• [WHAT YOU ARE ASKED TO DO] Please return all of the records below line for line, leaving out the pictures.

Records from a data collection
════════
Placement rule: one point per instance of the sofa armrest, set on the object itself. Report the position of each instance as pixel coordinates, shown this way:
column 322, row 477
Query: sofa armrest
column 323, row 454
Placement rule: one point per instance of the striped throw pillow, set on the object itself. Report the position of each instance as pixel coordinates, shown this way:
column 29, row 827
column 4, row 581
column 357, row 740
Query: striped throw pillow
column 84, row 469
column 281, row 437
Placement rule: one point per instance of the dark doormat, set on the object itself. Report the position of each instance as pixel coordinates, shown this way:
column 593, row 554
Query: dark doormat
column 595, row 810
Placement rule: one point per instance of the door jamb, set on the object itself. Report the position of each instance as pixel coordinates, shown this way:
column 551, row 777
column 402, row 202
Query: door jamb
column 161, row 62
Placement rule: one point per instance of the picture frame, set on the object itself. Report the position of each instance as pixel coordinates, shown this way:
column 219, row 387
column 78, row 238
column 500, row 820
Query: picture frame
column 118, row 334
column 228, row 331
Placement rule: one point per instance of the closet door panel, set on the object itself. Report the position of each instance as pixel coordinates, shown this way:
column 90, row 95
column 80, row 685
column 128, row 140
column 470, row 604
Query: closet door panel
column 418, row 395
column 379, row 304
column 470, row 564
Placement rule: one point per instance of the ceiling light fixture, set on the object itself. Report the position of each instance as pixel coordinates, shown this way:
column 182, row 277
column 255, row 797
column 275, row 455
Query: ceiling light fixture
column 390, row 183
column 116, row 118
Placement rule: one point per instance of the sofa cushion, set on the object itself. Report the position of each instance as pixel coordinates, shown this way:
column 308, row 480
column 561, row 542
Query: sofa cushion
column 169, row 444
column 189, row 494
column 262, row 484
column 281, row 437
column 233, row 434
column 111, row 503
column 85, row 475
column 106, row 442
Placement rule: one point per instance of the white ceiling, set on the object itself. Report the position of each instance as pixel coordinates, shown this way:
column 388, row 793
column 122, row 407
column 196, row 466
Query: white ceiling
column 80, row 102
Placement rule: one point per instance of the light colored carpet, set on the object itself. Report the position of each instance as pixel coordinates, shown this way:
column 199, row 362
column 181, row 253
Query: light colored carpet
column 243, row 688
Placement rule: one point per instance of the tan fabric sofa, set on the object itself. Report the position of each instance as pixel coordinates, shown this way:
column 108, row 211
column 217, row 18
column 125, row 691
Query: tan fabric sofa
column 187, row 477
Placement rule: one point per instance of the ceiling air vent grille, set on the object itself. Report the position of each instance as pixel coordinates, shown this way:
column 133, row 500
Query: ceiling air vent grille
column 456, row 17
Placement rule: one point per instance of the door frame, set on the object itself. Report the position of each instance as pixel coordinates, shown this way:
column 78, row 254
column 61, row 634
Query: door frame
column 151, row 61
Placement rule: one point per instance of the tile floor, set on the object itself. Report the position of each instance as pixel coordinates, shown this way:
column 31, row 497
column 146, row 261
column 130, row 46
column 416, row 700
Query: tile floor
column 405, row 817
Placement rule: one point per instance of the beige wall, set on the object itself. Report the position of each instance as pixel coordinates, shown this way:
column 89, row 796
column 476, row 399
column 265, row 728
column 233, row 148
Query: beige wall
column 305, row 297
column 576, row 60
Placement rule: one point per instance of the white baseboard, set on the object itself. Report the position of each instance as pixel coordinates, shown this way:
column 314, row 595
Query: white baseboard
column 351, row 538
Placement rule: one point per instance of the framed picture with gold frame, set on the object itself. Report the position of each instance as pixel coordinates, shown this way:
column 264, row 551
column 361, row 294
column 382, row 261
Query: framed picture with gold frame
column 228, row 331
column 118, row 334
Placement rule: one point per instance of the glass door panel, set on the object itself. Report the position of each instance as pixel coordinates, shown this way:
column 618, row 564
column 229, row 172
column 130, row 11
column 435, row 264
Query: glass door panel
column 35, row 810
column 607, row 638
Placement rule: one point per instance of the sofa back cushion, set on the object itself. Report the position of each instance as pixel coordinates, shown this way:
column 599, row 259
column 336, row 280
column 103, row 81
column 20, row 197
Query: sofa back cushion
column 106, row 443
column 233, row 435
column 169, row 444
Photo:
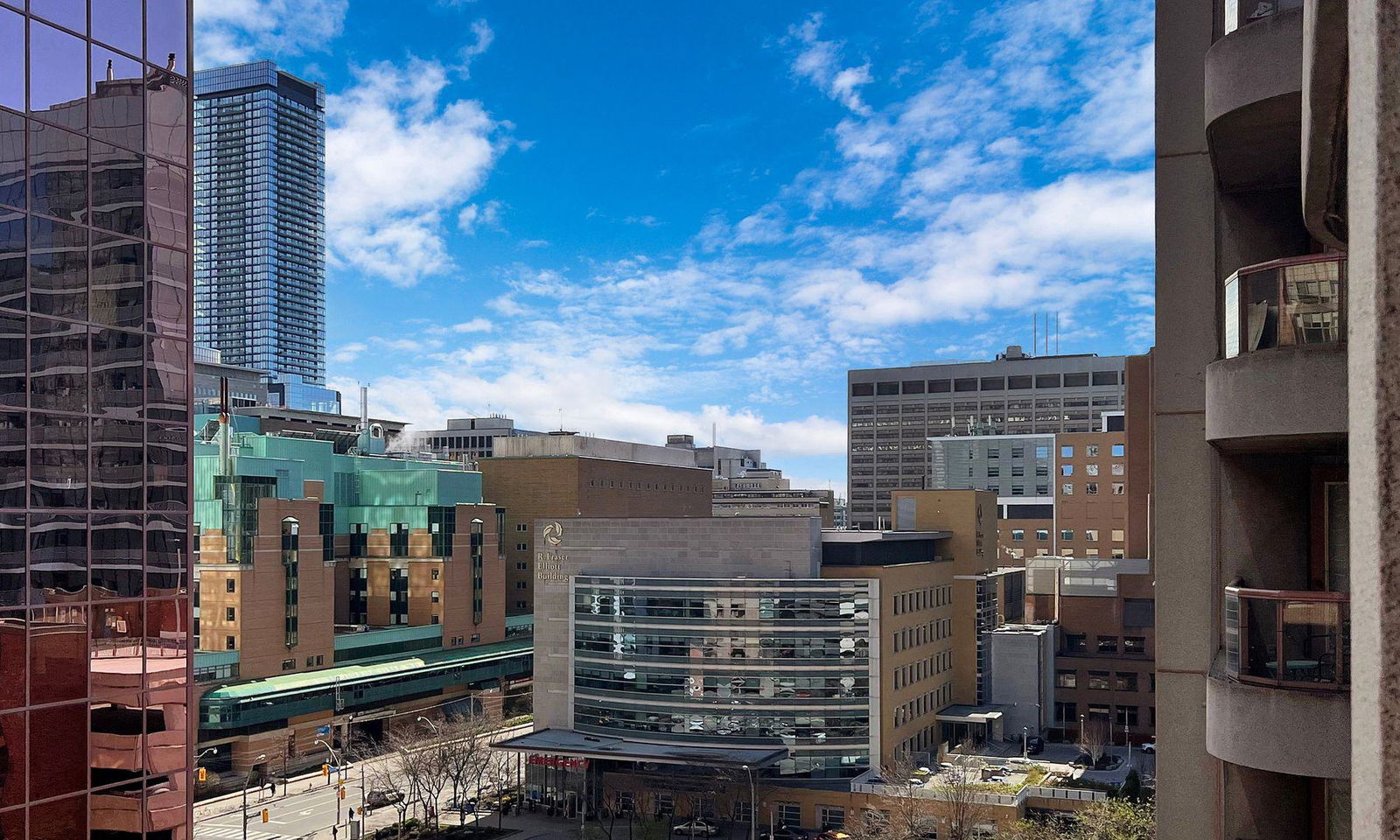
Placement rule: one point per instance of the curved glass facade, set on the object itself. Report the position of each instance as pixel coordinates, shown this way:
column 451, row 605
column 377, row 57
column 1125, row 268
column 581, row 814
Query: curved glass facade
════════
• [TASK RESPONSE]
Placement rule: one point per instance of the sofa armrest, set on the object itself. Report the position of each instance as pixel coordinates, shown this way:
column 322, row 477
Query: sofa armrest
column 323, row 454
Placement rule: one point per instance of the striped throw pillow, set on the object itself. Report the position of each instance as pixel coordinates, shown this way:
column 29, row 827
column 4, row 581
column 357, row 740
Query: striped throw pillow
column 84, row 469
column 281, row 437
Placement rule: one point per instance of the dark doormat, set on the object itself. Report the position of each instance as pixel coordinates, shown this way:
column 593, row 554
Query: dark doormat
column 595, row 810
Placement rule: one point per instance of the door jamb, set on the object itself. Report the position of each instance as pixel coordinates, shown this way:
column 551, row 777
column 402, row 202
Query: door jamb
column 161, row 62
Placement rule: one point per instance of the picture frame, set on the object itself. Report the position of each instance as pixel coordinates, shown this way:
column 219, row 387
column 78, row 238
column 500, row 820
Query: picture frame
column 118, row 334
column 228, row 331
Placement rule: one point per instance of the closet door panel, set on the object itself. Report the position of each instance as pixel coordinates, shown this way:
column 90, row 95
column 80, row 685
column 128, row 140
column 470, row 604
Query: closet door panel
column 418, row 395
column 379, row 304
column 470, row 564
Placement rule: one point per instance of the ceiling light fixture, set on the object itself. Report the position of each instance as pixel coordinates, shown this way:
column 182, row 277
column 255, row 797
column 275, row 455
Query: ceiling light fixture
column 390, row 183
column 116, row 118
Placement rule: one point per instance of the sofa cushion, set on the object itself. Report the position of each instance as pixel coordinates, shown this way:
column 308, row 480
column 561, row 542
Query: sofa cushion
column 169, row 444
column 189, row 494
column 262, row 484
column 281, row 437
column 233, row 434
column 111, row 503
column 85, row 475
column 106, row 442
Placement rule: one point per instance of the white ceiling, set on the object itself. Report the position of each instance as pixel coordinates, shown this way:
column 388, row 793
column 122, row 407
column 196, row 466
Query: white ceiling
column 80, row 102
Placement rule: one point per instance of the light colored carpet, set on the object itself. Report the position of each instance as pixel coordinates, shown this way:
column 199, row 362
column 181, row 253
Query: light colored carpet
column 243, row 688
Placement rule: one point per instance of the tan fabric sofa, set on the object itself. Report the position of each instance as pixel coordinates, shown this way:
column 108, row 211
column 217, row 18
column 125, row 691
Query: tan fabric sofa
column 187, row 477
Placement rule: one point per instance of the ceiling air vent grille, set on the object itself. Report the position of each instance as pixel coordinates, shown this way:
column 133, row 500
Query: ceiling air vent grille
column 456, row 17
Placement rule: one point per instance of the door frame, set on the object itself. Report the position of each instance as pixel coordinates, shown this way:
column 78, row 254
column 61, row 634
Query: door frame
column 151, row 61
Placement rule: one point per instance of the tile floor, set on the object itself. Report the position of each instance as pixel coordinates, shown this way:
column 31, row 497
column 146, row 261
column 130, row 46
column 416, row 700
Query: tile floor
column 405, row 817
Placement rule: one point per instance of the beige wall, set on the object itself. Report the position of each instance as pixel coordinates, shown this way:
column 89, row 796
column 476, row 399
column 265, row 728
column 233, row 148
Query: beige wall
column 305, row 297
column 576, row 60
Placement rule: one point per instance of the white baseboard, set on the object itself. Report the position of each instance as pixel coordinates, shown this way:
column 314, row 595
Query: white baseboard
column 351, row 538
Placement rule: one point per instance of the framed picture with gold frame, set on the object itself. Report the position of each instance as pixel coordinates, shown this way:
column 264, row 551
column 361, row 294
column 382, row 261
Query: framed picture with gold frame
column 228, row 331
column 118, row 334
Placement rule: one point per instance of the glass door panel, set on the object itself. Report the position of each instance as pixel coordinates, shown this way:
column 618, row 564
column 229, row 172
column 130, row 11
column 435, row 264
Query: glass door panel
column 35, row 810
column 607, row 638
Placement rule: one point per instance of the sofa back cushion, set on the object itself. Report the position of each instance as pixel coordinates, shown this way:
column 599, row 259
column 336, row 280
column 103, row 81
column 20, row 197
Query: sofa back cushion
column 106, row 443
column 233, row 435
column 169, row 444
Photo:
Placement rule: one point per instance of the curved glass facade, set on the object itself. Report the position of each instance as pixel coordinates, shown this way:
column 451, row 605
column 377, row 57
column 1125, row 268
column 581, row 814
Query: curved glass facade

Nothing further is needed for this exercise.